== EXTRACTED MATERIAL

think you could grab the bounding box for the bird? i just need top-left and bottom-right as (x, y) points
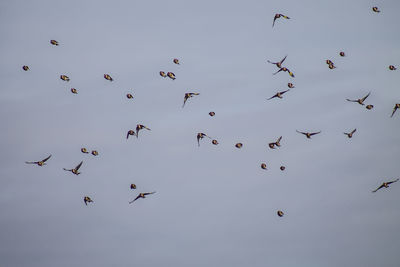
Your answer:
(22, 65), (29, 71)
(273, 67), (295, 77)
(129, 192), (156, 204)
(25, 154), (52, 166)
(267, 89), (290, 100)
(287, 83), (295, 88)
(261, 163), (267, 170)
(280, 166), (286, 171)
(326, 59), (333, 65)
(173, 58), (180, 64)
(212, 139), (219, 145)
(60, 75), (70, 81)
(84, 196), (93, 205)
(167, 72), (176, 80)
(235, 143), (243, 148)
(269, 136), (282, 149)
(272, 14), (290, 27)
(267, 55), (287, 68)
(366, 104), (374, 110)
(126, 93), (133, 99)
(63, 161), (83, 175)
(339, 51), (345, 57)
(71, 88), (78, 94)
(126, 130), (135, 139)
(328, 63), (336, 69)
(372, 179), (399, 193)
(104, 74), (113, 81)
(91, 150), (99, 156)
(346, 92), (371, 105)
(130, 184), (137, 190)
(136, 124), (151, 138)
(159, 71), (167, 77)
(296, 130), (321, 139)
(209, 111), (215, 116)
(50, 40), (59, 46)
(277, 210), (284, 217)
(391, 103), (400, 117)
(183, 93), (200, 108)
(344, 129), (356, 138)
(81, 148), (88, 154)
(372, 7), (380, 13)
(197, 133), (211, 146)
(389, 65), (397, 70)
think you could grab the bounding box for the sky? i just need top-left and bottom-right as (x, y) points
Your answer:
(0, 0), (400, 266)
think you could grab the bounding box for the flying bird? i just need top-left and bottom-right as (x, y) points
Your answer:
(273, 67), (295, 77)
(269, 136), (282, 149)
(328, 63), (336, 69)
(267, 89), (290, 100)
(296, 130), (321, 139)
(84, 196), (93, 205)
(209, 111), (215, 116)
(60, 75), (70, 81)
(159, 71), (167, 77)
(91, 150), (98, 156)
(126, 130), (135, 139)
(372, 7), (380, 13)
(25, 154), (52, 166)
(104, 74), (113, 81)
(280, 166), (286, 171)
(261, 163), (267, 170)
(126, 93), (133, 99)
(71, 88), (78, 94)
(339, 52), (345, 57)
(366, 104), (374, 110)
(183, 93), (200, 108)
(389, 65), (397, 70)
(272, 14), (290, 27)
(81, 148), (88, 154)
(22, 65), (29, 71)
(326, 59), (333, 65)
(277, 210), (284, 217)
(344, 129), (356, 138)
(129, 192), (156, 204)
(346, 92), (371, 105)
(287, 83), (295, 88)
(391, 103), (400, 117)
(50, 40), (59, 46)
(372, 179), (399, 193)
(267, 55), (287, 68)
(167, 72), (176, 80)
(63, 161), (83, 175)
(197, 133), (211, 147)
(136, 124), (151, 138)
(130, 184), (136, 190)
(235, 143), (243, 148)
(173, 58), (180, 64)
(212, 139), (219, 145)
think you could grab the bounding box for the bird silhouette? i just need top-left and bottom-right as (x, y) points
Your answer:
(339, 52), (345, 57)
(183, 93), (200, 108)
(366, 104), (374, 110)
(391, 103), (400, 117)
(129, 192), (156, 204)
(91, 150), (99, 156)
(261, 163), (267, 170)
(130, 184), (137, 190)
(372, 7), (380, 13)
(173, 58), (180, 64)
(71, 88), (78, 94)
(267, 55), (287, 68)
(272, 14), (290, 27)
(104, 74), (113, 81)
(372, 179), (399, 193)
(296, 130), (321, 139)
(136, 124), (151, 138)
(167, 72), (176, 80)
(212, 139), (219, 145)
(389, 65), (397, 70)
(126, 93), (133, 99)
(22, 65), (29, 71)
(209, 111), (215, 116)
(280, 166), (286, 171)
(126, 130), (135, 139)
(269, 136), (282, 149)
(25, 154), (52, 166)
(277, 210), (284, 217)
(273, 67), (295, 77)
(50, 40), (59, 46)
(197, 133), (211, 147)
(63, 161), (83, 175)
(84, 196), (93, 205)
(159, 71), (167, 77)
(344, 129), (356, 138)
(60, 75), (70, 81)
(235, 143), (243, 148)
(81, 148), (88, 154)
(287, 83), (295, 88)
(267, 90), (290, 100)
(346, 92), (370, 105)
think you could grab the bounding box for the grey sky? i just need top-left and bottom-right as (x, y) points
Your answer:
(1, 0), (400, 266)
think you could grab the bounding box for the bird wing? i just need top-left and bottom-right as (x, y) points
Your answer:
(25, 161), (37, 164)
(182, 96), (188, 108)
(129, 195), (141, 204)
(273, 68), (283, 75)
(126, 131), (131, 139)
(75, 161), (83, 171)
(282, 15), (290, 19)
(42, 155), (52, 162)
(280, 89), (290, 95)
(144, 126), (151, 131)
(296, 130), (306, 135)
(276, 136), (282, 143)
(346, 99), (357, 102)
(387, 178), (400, 185)
(391, 106), (398, 117)
(144, 192), (156, 196)
(272, 16), (278, 27)
(288, 70), (295, 77)
(372, 184), (385, 193)
(361, 92), (371, 102)
(267, 93), (278, 100)
(279, 55), (287, 65)
(351, 129), (357, 134)
(310, 131), (321, 136)
(63, 168), (71, 172)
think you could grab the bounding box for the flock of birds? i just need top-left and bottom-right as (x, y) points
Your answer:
(23, 7), (399, 217)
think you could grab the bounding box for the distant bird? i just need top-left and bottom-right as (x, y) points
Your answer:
(261, 163), (267, 170)
(268, 142), (276, 149)
(267, 89), (290, 100)
(269, 136), (282, 149)
(91, 150), (99, 156)
(104, 74), (113, 81)
(267, 55), (287, 68)
(167, 72), (176, 80)
(272, 14), (290, 27)
(81, 148), (88, 154)
(84, 196), (93, 205)
(159, 71), (167, 77)
(280, 166), (286, 171)
(372, 7), (380, 13)
(197, 133), (211, 147)
(391, 103), (400, 117)
(63, 161), (83, 175)
(71, 88), (78, 94)
(326, 60), (333, 65)
(22, 65), (29, 71)
(136, 124), (151, 138)
(235, 143), (243, 148)
(183, 93), (200, 108)
(277, 210), (284, 217)
(129, 192), (156, 204)
(173, 58), (180, 65)
(287, 83), (295, 88)
(126, 130), (135, 139)
(126, 93), (133, 99)
(339, 51), (345, 57)
(344, 128), (356, 138)
(60, 75), (70, 81)
(366, 104), (374, 110)
(372, 179), (399, 193)
(50, 40), (59, 46)
(212, 139), (219, 145)
(209, 111), (215, 116)
(328, 63), (336, 69)
(273, 67), (295, 77)
(346, 92), (370, 105)
(25, 154), (52, 166)
(296, 130), (321, 139)
(389, 65), (397, 70)
(130, 184), (136, 190)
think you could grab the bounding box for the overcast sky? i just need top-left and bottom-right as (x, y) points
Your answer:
(1, 0), (400, 266)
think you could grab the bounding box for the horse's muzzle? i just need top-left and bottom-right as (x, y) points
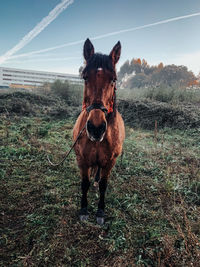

====

» **PROBLEM DETAILS**: Please transcribe exactly the lines above from the line that has "think you could grab the bounding box for the bird wing?" up to and including the line that has "think you could grab the bounding box for the distant"; no other line belongs in the answer.

» **RESPONSE AREA**:
think you could grab the bounding box for the bird wing? i just need top-left and bottom-right as (x, y) points
Your answer:
(25, 161), (37, 164)
(182, 96), (188, 108)
(129, 195), (141, 204)
(273, 68), (283, 75)
(126, 131), (131, 139)
(75, 161), (83, 171)
(282, 15), (290, 19)
(42, 155), (52, 162)
(280, 89), (290, 95)
(144, 126), (151, 131)
(296, 130), (306, 135)
(276, 136), (282, 143)
(346, 99), (357, 102)
(387, 178), (400, 185)
(391, 106), (398, 117)
(144, 192), (156, 196)
(272, 16), (278, 27)
(288, 70), (295, 77)
(372, 184), (385, 193)
(361, 92), (371, 102)
(267, 93), (278, 100)
(279, 55), (287, 65)
(351, 129), (357, 134)
(310, 131), (321, 136)
(63, 168), (71, 172)
think you could grab the bounding box for the flock of birds? i just need top-left and bottom-right as (x, y) points
Your answer:
(23, 7), (399, 217)
think you could grab the bounding box for the distant bird? i just need top-left and bottom-right as (x, y) points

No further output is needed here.